▶ **Document passage**:

BEGIN

# Mic recommendation in the $400-$600 range?



## mrd777 (Mar 9, 2017)

Hi guys,

So I'm wanting to get a general mic for things like speaking, recording small percussive elements, or single instruments.

Any recommendations? 

Thanks!
Dave


----------



## Gerhard Westphalen (Mar 9, 2017)

I've had good success with the Audio Technica and some used AKG. I recently got the Oktava Mk-012 which are quite nice. I've heard that the Rode in that price range are nice as well.


----------



## synthpunk (Mar 9, 2017)

Spoken word: Shure SM7B.

Instruments: I like Gerhards recommendation of the Octava, in fact a matched pair would be a very good idea. You can then get them modded and make them even better.

Quality preamp should also factor into your budget as well.


----------



## mrd777 (Mar 9, 2017)

synthpunk said:


> Spoken word: Shure SM7B.
> 
> Instruments: I like Gerhards recommendation of the Octava, in fact a matched pair would be a very good idea. You can then get them modded and make them even better.
> 
> Quality preamp should also factor into your budget as well.



I have a Scarlet interface which has pre-amps. They claim to be great, but which ones would you recommend just in case?


----------



## synthpunk (Mar 9, 2017)

Focusrite is a good clean preamp. I like to think you can never go wrong with Neve or API preamps. If you cannot afford those you can look at alternatives from Golden Audio Project (GAP) or Warm Audio.


----------



## kgdrum (Mar 9, 2017)

Agreed on a the benefits of a good preamp vs a mic pre in a I/O soundcard.
I was totally floored when I added a Great River ME-1NV to my rig,suddenly mics I had(Rode NTK)that I previously disliked sounded quite nice.


----------



## thesteelydane (Mar 9, 2017)

The Avantone tube mics in that price range are incredible, namely the CV12 and CV28. The latter sounds great on just about any instrument I have tried it on.

Edit: It is of course a coloured sound, but it's a NICELY coloured sound, if you know what I mean...


----------



## synthpunk (Mar 9, 2017)

A Engineer I respect very much once said a $75 SM58 through a $25 preamp will sound like a $25 mic, the same Mic put through a $500 preamp will sound like a $500 mic.


----------



## gsilbers (Mar 9, 2017)

mrd777 said:


> Hi guys,
> 
> So I'm wanting to get a general mic for things like speaking, recording small percussive elements, or single instruments.
> 
> ...




rodes nt5 or other small diaphragm mics are good for percussive stuff since they're faster. 
speaking mic like for VO then those large condenser like the neumann 102. or any of the lower priced.

END

▶ **Data entries**:
BEGIN

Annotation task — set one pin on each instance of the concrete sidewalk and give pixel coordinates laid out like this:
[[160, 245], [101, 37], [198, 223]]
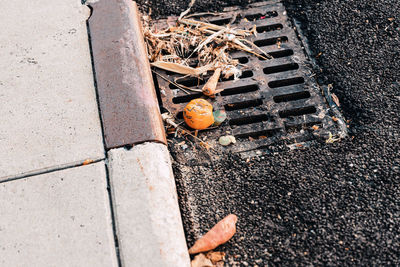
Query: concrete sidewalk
[[56, 205]]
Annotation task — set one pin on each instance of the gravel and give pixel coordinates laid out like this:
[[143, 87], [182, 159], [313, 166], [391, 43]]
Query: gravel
[[333, 204]]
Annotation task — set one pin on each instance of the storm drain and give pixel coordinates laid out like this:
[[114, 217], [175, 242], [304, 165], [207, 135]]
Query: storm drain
[[273, 100]]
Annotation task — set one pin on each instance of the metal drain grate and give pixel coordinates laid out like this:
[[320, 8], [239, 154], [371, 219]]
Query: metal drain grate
[[274, 99]]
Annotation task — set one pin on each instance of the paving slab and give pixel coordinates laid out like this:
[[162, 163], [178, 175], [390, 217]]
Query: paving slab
[[57, 219], [146, 210], [49, 115]]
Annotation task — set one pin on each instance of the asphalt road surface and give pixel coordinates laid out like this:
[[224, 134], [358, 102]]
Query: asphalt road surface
[[333, 204]]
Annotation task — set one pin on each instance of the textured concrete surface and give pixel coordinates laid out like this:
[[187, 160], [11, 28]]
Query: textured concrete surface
[[57, 219], [48, 109], [146, 210]]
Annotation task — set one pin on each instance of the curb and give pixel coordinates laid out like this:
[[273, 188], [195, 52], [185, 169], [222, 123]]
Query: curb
[[146, 212], [148, 222]]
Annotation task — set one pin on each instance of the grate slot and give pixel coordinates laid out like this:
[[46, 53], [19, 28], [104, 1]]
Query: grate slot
[[270, 41], [191, 82], [250, 119], [221, 22], [243, 105], [279, 54], [291, 97], [281, 68], [257, 134], [240, 90], [286, 82], [245, 74], [243, 60], [269, 28], [297, 112]]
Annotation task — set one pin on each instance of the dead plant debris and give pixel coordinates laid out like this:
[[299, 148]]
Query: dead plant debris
[[200, 49]]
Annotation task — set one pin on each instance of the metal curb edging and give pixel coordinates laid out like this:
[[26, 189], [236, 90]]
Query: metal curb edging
[[127, 97], [144, 198]]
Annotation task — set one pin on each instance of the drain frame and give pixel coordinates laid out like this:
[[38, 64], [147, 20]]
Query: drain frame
[[282, 89]]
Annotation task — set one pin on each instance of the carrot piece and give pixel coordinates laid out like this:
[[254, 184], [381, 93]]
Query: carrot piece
[[219, 234]]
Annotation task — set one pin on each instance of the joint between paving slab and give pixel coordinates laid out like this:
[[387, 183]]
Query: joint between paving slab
[[113, 220], [50, 170]]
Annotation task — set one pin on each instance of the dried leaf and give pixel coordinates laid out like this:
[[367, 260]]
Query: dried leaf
[[181, 69]]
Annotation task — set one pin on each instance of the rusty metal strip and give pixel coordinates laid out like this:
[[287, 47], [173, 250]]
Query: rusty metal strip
[[128, 100]]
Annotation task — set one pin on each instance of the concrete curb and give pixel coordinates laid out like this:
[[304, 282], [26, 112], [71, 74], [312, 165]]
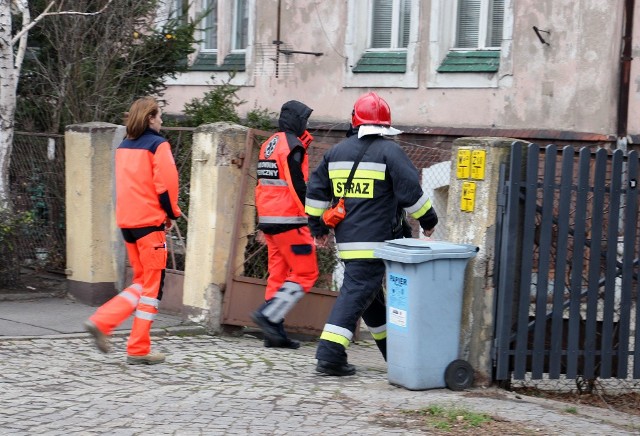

END

▶ **Problem set**:
• A. Write out the listing word for word, from its first line through the line containing "[[273, 100]]", with both lines included and the pictures left out.
• B. Resume the forum thread on microphone recommendations from its last line and carry it further.

▶ **Responses per task**:
• A.
Annotation task — set one pin on each instance of the concrete sidewalk and give pixel coordinates laid out like this:
[[160, 245], [101, 37], [198, 223]]
Query: concrete sidewalk
[[56, 205]]
Annotation task — set one pin on each instance of the gravel and give pixel coordinates laid out like this:
[[143, 87], [182, 159], [313, 166], [391, 43]]
Query: gravel
[[333, 204]]
Annotation task — set one pin on each instance of the storm drain and give pixel coordinates laid out like this:
[[114, 217], [175, 242], [304, 165], [207, 135]]
Query: storm drain
[[273, 100]]

• B.
Michael jolly mics are good. gauge mics, avatone, warm audio. all of the new breed of clones are very good. i just love those clone mics and clone preamps. try doing a search for one of those mics then type "vs".. so "avatone XXX vs" and you'll get some cool youtube videos and audio examples of the big mics vs those clones and you can see how close they sound. always a big debate. 
also the new slate digital seem to be a hit.


----------



## chimuelo (Mar 9, 2017)

I really like the KSM8 I got last year.
Originally got it because Broadcasters and Vocalists liked them.
Turns out to be great for keeping out background reflections too.
Makes it great for just about anything.
I'd love to see the design on more mics, relatively new tech.
Fantastic sound quality on my go to (only) micpre, the FMR RNP.


----------



## mwarsell (Mar 16, 2017)

I have AKG C214 and like it a lot. Quite versatile imo.


----------



## mc_deli (Mar 16, 2017)

For your purposes and budget you should get a large diaphragm condenser and use your current audio interface.

The C214 is a good shout. If you could stretch to a 414 you would have a super flexible long term tool. If you read too much Gearslutz the AKG mics are not for everyone but they are also kinda ubiquitous for a reason.

There are dozens and dozens of large dia condy mics in this range. I went for a Mojave 301. Just like the cardioid only 214 there is a Mojave 201 in your range. Then there is the AT4033, Neumann 102, the warm, miktek c1, nt2000 lots more.

I chose the Mojave 301 because i wanted the flexibility of f8 etc in case of m/s recording. I would have got a 414xls except there are 2 next door.

You might be happy with just cardioid. For a first mic and without any specific vocal issues you will be happy with any listed in this thread so far. Maybe you just need to think how much more gear you are gonna buy and what will keep you happy in a few years


----------



## mc_deli (Mar 16, 2017)

Sm7b is a no brainer if you are doing voice overs, guitar cabs, rap vocals (other vox and snare even) but not on most lists for perc and all round duties I would have thought


----------



## wst3 (Mar 16, 2017)

After a week of experimenting I can whole-heartedly recommend the Mojave MA-101 for nearly everything. I don't think it would be a universal vocal microphone, but it worked out pretty well on my ("interesting"??) voice. Pretty well - I think I'd opt for something different most of the time.

But I really like it on acoustic guitars. If you'll excuse the playing here is a very crude, unscientific shootout.


----------



## Karsten Vogt (Mar 16, 2017)

I was looking for a good preamp + mic combo for quite a while. The SM7B is a really good mic but needs a lot of driving (about 70db) so it requires a good preamp. Most audio interface preamps can't drive that much to reach the sweet spot. The Golden Age Pre 73 with Carnhill transformers is very, very good (considering the price). The coloring of the preamp and the SM7B is a perfect combination for a great sound for a pretty good price.

Better save some more money or take a look at the 2nd hand market. As some already suggested I'd rather buy a good preamp too than a good mic first.

Just my 2 cents here.


----------



## elpedro (Mar 16, 2017)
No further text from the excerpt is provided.